Given problem: Nothing but the lines from the one with "Task: point at every instance of the black racing" to the final line should be returned, each exactly as it appears.
>> Begin Information supplied
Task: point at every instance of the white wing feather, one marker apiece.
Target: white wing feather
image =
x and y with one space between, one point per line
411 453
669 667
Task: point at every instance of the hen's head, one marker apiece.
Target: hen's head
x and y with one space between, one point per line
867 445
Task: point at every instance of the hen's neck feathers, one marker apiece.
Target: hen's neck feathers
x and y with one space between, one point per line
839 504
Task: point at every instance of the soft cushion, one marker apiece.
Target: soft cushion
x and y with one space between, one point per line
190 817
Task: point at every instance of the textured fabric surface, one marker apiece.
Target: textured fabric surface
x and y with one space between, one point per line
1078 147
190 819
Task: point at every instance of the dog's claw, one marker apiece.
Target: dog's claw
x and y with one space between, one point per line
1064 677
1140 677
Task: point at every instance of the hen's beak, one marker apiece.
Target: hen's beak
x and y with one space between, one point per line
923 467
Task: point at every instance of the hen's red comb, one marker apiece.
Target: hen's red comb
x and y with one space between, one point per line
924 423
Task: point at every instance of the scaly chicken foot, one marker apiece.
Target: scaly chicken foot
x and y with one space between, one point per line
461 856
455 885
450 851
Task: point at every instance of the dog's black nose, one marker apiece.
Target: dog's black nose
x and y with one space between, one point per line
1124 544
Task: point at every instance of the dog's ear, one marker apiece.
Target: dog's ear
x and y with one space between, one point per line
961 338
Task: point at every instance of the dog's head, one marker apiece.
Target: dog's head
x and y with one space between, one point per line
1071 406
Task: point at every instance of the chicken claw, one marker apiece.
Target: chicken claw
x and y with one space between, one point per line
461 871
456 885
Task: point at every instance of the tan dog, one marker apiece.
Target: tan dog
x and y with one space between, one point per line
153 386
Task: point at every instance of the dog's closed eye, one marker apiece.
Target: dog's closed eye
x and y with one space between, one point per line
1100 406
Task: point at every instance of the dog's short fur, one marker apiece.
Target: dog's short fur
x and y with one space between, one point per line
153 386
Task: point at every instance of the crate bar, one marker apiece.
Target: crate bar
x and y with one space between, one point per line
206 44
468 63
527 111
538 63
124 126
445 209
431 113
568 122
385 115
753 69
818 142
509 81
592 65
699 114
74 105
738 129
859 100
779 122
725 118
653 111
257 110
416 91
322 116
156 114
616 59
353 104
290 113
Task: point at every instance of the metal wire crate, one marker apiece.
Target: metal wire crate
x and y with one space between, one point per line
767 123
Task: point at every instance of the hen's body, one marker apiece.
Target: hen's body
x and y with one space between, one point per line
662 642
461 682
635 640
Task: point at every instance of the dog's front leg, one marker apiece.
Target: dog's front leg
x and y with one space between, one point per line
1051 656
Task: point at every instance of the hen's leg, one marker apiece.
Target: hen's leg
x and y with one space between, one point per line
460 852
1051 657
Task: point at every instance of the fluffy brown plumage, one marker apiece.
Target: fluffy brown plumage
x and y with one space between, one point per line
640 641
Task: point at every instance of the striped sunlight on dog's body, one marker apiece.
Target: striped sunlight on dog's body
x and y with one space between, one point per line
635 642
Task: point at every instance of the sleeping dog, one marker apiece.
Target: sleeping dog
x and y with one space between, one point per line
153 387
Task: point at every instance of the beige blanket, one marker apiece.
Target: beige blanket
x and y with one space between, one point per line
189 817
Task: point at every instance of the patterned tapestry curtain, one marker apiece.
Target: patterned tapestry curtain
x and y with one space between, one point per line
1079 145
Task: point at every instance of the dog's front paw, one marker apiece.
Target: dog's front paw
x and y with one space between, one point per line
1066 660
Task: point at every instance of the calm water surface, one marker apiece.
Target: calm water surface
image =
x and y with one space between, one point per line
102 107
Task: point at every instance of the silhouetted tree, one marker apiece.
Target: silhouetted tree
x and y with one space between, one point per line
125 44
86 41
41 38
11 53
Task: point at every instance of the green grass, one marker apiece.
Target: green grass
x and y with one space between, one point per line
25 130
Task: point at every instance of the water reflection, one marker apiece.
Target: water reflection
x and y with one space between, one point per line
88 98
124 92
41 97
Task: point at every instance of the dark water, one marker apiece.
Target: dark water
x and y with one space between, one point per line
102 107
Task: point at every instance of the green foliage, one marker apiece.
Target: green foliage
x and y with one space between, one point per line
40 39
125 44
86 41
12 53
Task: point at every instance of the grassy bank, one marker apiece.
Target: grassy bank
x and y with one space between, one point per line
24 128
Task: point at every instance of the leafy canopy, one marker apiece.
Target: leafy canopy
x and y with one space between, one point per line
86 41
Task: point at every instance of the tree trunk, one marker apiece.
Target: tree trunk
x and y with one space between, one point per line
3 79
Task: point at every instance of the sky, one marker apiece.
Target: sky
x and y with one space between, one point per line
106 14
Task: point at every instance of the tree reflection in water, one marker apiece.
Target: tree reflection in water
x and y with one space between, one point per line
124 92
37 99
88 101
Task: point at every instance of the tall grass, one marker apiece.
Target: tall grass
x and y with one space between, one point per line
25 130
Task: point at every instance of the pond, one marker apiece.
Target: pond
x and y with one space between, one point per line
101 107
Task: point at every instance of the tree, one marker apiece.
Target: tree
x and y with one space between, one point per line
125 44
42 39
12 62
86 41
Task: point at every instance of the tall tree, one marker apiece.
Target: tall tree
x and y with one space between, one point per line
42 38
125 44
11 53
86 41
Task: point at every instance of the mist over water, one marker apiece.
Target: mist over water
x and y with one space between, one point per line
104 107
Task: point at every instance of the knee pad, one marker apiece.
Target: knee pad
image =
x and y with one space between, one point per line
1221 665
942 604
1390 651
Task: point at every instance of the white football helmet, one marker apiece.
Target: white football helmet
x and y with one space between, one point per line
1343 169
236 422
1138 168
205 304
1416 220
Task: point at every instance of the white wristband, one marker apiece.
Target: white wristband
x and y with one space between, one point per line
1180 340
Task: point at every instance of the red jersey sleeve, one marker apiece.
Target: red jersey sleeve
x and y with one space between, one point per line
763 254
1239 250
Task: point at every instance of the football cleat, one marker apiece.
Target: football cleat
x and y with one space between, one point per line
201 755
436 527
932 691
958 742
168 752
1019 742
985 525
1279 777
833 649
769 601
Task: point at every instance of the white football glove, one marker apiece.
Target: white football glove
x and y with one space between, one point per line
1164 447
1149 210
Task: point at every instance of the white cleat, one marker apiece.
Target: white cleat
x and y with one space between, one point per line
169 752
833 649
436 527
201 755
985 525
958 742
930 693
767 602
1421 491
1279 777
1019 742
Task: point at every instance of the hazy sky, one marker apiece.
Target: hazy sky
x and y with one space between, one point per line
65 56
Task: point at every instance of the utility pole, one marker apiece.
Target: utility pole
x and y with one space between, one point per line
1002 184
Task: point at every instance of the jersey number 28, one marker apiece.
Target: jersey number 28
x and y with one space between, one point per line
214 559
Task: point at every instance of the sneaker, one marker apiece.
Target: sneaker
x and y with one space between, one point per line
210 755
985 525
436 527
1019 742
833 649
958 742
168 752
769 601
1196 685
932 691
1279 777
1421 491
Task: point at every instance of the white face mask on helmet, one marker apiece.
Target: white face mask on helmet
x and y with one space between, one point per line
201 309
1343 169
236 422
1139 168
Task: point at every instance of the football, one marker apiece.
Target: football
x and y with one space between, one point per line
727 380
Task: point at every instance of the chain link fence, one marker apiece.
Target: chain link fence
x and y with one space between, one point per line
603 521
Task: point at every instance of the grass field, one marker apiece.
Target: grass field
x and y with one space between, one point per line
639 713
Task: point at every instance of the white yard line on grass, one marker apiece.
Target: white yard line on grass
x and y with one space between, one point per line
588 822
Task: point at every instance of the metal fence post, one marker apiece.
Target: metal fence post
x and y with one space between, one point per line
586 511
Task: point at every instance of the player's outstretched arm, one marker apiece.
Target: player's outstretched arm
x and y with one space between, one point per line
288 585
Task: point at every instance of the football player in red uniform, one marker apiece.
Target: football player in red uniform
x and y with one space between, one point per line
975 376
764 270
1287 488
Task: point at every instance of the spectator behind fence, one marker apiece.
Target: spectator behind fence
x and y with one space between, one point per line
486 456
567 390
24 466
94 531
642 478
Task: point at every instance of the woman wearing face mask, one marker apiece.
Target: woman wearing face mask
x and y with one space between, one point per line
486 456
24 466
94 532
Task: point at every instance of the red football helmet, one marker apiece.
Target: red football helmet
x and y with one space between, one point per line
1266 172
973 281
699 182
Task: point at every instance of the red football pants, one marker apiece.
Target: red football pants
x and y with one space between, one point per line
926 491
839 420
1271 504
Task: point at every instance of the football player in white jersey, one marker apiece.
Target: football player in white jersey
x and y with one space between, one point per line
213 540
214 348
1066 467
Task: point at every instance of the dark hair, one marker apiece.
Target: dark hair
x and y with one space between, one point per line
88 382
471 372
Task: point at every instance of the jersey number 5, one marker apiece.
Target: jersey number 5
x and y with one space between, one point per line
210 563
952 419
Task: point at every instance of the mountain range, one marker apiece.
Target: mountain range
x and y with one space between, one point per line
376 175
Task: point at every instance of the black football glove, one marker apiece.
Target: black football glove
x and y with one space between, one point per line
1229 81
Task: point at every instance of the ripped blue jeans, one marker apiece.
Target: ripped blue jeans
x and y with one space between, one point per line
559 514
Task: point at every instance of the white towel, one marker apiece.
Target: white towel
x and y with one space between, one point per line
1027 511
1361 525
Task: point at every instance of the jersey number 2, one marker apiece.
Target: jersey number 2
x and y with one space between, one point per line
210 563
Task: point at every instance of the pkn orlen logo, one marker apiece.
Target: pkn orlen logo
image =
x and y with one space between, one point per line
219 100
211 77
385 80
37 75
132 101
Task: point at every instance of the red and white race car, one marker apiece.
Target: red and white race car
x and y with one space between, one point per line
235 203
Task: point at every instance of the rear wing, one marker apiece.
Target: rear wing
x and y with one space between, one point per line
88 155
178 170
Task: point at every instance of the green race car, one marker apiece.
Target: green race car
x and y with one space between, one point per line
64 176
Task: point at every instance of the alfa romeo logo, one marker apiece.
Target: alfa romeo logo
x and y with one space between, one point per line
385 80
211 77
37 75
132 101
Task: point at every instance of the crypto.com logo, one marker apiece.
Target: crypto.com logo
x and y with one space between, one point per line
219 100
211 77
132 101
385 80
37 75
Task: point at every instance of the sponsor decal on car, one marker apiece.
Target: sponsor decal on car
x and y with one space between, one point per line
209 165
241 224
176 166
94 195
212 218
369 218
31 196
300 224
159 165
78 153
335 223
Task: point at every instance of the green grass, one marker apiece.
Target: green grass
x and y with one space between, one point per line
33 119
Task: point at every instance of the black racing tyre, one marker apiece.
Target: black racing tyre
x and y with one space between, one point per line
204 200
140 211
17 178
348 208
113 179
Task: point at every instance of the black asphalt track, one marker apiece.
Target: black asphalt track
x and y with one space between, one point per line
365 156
>> End Information supplied
Finished answer:
Task: point at every instance of the black racing tyre, one marker apiece.
Target: black racing tyre
x and y with one space between, one point per line
204 200
140 211
17 178
348 208
113 179
Task: point at every instance of the black asphalt track, one marker apiece.
Target: black asphalt track
x and y with one space between, one point per line
365 156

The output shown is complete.